Give back, unchanged, each line from the one containing "Labeling rule: each instance of the boy's dark" through the last line of the entries below.

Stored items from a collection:
◇ ◇ ◇ ◇ ◇ ◇ ◇

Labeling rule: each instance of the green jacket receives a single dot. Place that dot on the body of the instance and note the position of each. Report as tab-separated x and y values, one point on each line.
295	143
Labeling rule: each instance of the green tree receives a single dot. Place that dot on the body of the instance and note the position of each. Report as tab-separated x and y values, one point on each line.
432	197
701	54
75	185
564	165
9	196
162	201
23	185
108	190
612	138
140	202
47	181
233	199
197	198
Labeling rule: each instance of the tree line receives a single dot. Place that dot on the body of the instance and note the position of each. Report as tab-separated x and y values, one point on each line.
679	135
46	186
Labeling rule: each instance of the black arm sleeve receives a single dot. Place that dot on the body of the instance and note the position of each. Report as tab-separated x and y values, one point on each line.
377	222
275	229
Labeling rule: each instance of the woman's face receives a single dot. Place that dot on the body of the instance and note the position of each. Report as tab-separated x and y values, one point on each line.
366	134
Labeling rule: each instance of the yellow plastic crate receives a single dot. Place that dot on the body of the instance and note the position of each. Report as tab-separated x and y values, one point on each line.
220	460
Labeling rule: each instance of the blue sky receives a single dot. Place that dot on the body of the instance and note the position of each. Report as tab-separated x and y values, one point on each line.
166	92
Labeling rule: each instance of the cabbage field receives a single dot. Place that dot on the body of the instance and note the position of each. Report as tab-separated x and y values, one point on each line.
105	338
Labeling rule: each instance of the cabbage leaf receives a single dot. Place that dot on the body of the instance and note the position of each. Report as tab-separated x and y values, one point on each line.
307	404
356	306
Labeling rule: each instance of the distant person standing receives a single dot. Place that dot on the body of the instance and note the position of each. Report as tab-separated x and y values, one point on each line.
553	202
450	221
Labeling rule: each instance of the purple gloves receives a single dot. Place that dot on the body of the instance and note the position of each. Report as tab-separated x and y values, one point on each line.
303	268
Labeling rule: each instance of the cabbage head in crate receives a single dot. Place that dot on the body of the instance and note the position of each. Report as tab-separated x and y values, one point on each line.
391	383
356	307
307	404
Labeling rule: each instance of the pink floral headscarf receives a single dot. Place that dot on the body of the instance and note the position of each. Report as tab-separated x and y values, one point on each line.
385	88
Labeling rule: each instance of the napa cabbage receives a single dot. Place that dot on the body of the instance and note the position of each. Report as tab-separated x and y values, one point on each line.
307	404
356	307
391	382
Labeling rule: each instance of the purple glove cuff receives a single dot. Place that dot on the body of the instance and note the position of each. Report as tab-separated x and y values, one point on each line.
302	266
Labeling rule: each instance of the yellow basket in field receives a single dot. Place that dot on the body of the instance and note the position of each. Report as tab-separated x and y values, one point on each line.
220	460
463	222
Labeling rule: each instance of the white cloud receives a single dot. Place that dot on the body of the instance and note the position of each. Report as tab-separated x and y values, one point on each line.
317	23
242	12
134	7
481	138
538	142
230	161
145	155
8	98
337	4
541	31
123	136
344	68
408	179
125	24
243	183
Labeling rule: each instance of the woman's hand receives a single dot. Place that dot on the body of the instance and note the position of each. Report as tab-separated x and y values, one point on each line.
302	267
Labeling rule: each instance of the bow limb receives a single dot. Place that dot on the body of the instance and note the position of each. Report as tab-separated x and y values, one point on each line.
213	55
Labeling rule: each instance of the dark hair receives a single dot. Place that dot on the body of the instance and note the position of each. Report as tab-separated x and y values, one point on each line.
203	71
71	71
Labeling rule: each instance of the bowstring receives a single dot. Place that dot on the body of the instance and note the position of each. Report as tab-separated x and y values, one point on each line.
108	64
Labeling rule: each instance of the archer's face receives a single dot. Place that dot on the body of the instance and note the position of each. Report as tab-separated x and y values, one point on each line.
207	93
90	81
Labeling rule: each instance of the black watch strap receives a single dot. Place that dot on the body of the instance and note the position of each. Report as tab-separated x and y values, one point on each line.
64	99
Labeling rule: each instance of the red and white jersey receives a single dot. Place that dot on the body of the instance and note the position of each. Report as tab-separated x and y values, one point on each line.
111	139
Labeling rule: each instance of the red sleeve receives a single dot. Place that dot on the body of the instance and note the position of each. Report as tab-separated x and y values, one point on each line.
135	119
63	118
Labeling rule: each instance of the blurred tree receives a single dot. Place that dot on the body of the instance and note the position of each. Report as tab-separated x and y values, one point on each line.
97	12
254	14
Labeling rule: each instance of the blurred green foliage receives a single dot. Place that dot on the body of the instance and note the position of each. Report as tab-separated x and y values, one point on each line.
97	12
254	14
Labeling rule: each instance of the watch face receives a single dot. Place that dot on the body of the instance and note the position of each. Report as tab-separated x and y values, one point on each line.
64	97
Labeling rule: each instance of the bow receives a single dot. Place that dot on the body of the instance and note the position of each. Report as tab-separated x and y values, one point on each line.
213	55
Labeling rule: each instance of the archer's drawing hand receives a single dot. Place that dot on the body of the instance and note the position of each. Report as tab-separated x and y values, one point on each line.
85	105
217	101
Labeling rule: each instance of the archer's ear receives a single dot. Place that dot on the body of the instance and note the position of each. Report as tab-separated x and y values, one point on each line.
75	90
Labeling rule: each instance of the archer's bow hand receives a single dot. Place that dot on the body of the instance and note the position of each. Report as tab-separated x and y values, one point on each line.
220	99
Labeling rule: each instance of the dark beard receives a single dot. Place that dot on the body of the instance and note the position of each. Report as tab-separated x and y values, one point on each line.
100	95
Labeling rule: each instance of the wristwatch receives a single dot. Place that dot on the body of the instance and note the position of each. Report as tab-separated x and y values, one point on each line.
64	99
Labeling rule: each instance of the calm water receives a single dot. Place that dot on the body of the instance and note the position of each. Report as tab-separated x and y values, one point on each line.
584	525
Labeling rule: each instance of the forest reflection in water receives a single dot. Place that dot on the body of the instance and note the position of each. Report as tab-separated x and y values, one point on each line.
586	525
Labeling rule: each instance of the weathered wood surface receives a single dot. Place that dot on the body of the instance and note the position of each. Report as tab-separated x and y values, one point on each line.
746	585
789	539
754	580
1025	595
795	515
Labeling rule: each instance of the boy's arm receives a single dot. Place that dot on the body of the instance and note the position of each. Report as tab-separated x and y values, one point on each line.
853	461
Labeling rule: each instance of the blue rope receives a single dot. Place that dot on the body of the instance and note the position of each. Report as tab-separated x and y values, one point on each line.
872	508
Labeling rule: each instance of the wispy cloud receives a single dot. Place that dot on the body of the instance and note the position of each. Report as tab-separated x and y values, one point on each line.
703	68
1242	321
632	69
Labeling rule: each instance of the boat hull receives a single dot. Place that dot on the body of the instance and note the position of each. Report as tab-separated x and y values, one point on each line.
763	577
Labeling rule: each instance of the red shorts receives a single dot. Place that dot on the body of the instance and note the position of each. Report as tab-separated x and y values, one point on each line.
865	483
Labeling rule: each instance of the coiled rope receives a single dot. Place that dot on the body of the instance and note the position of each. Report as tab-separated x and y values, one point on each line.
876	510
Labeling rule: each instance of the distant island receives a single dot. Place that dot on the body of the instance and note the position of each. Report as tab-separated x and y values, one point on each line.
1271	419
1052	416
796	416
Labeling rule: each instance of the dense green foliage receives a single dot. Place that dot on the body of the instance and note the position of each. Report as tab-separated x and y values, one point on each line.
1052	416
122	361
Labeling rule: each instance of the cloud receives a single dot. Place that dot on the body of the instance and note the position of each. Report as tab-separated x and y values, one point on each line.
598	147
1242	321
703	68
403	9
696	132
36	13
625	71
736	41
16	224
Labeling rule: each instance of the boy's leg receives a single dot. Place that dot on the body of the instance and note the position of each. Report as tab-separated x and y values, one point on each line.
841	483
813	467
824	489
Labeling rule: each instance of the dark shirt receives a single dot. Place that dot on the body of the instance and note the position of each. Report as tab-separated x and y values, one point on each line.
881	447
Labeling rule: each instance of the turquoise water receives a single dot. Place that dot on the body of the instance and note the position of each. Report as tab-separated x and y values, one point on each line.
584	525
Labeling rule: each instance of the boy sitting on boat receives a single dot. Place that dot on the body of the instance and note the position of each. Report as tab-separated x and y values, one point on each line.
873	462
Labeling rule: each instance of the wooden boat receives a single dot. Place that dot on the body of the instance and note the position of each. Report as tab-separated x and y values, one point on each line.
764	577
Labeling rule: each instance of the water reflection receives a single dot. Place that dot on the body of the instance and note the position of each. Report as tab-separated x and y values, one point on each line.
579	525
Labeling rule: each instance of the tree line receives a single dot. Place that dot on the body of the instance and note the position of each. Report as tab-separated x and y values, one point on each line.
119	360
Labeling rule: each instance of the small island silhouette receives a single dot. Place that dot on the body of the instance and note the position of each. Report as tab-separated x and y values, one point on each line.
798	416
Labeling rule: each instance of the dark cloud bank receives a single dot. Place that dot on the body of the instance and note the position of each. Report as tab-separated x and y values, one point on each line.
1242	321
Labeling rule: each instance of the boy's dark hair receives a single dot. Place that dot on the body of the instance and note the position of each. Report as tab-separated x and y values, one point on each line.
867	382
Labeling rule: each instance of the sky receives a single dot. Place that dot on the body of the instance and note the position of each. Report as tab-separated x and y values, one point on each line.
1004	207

◇ ◇ ◇ ◇ ◇ ◇ ◇

Written reply:
Labeling rule: each instance of the boy's dark hair receives a single dot. Place that dot on the body of the instance and note the position of each. Report as tab-separated x and y values, one point on each line.
867	382
Labeling rule: each instance of the sky receives a single dot. Place that dot on the body of the instance and note the position of each. Report as tab-separated x and y values, one point on each line.
1004	207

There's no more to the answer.